What you have to do:
When a line in the material contains the word "bottle", copy it.

Excerpted data:

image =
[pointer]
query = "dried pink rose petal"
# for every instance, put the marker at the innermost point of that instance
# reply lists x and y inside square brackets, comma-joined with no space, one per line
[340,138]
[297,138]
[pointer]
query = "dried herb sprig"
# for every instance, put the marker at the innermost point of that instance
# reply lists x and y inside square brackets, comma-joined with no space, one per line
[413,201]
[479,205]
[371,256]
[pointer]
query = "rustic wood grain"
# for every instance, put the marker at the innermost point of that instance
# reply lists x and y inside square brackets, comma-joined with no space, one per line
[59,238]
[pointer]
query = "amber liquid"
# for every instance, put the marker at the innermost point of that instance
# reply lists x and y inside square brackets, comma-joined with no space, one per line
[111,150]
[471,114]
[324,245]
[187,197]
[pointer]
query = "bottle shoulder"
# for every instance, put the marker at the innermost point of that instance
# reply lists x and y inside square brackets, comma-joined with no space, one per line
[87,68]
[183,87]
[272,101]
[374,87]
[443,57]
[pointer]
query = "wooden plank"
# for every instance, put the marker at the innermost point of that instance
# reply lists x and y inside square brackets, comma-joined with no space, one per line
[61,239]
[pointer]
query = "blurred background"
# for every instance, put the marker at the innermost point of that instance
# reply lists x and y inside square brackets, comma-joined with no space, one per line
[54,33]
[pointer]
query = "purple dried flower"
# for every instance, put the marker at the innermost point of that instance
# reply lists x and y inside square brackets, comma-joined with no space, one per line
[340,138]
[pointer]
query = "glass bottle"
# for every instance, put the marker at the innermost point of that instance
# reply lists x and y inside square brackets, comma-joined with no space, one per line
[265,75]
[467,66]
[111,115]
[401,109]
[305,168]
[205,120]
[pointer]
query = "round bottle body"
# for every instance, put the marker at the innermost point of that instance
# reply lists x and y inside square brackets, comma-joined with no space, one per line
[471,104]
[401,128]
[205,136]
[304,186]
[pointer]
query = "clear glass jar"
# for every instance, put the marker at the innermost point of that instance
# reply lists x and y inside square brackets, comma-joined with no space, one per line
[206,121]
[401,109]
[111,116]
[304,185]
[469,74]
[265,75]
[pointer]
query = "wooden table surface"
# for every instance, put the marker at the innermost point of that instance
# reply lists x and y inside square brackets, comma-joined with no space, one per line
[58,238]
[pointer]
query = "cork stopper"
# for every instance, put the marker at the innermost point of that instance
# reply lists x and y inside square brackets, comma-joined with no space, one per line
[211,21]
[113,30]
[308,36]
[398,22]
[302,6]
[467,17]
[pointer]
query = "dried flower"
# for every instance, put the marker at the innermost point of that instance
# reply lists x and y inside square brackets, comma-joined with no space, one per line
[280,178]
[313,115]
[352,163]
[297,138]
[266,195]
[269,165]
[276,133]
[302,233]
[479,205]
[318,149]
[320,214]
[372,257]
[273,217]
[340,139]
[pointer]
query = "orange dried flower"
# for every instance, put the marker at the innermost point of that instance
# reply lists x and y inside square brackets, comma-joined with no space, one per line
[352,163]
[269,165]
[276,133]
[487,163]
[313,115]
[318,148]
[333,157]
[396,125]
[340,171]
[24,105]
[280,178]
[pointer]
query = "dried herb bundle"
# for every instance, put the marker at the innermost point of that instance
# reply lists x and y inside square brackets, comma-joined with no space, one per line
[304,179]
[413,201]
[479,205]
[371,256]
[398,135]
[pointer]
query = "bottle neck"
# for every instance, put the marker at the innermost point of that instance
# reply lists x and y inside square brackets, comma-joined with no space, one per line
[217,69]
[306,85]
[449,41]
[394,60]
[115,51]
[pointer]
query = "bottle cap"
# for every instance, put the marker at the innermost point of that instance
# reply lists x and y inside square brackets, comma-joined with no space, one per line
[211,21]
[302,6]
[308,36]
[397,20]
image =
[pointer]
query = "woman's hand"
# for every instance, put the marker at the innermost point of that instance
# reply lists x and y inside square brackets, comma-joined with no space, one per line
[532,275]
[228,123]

Solution to this task:
query = "bottle shoulder"
query = "glass bottle"
query = "round bottle body"
query = "bottle neck"
query = "bottle cap"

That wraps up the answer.